[start of DOCUMENT PASSAGE]
Such a hostile display towards a French aristocrat who was highly esteemed at court could only have one outcome, and by the time they received news of the impending peace after reaching New York on the morning of 8 February Kergariou had already demanded satisfaction and Russell had made it clear that he was only too ready to offer it. The British captain’s official letter praised the skill and bravery of his opponent, but it was venomous in its denunciation of Kergariou’s character; indeed, such was the tone of the letter that in view of the looming peace the authorities decided not to release it to the press.
[end of DOCUMENT PASSAGE]
TASK INSTRUCTIONS:
Answer these questions from the passage about Kergariou and Russell, one answer per line:
(a) On what morning did they reach New York?
(b) What did the British captain's official letter praise in his opponent?
(c) What did the authorities decide not to do with that letter?
The lines that come next have no connection to the passage about Kergariou and Russell.
[start of DATA BLOCK]
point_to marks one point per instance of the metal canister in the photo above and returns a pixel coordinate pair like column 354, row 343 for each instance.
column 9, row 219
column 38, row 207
[end of DATA BLOCK]
FINISHED ANSWER:
(a) The morning of 8 February.
(b) His skill and bravery.
(c) Release it to the press.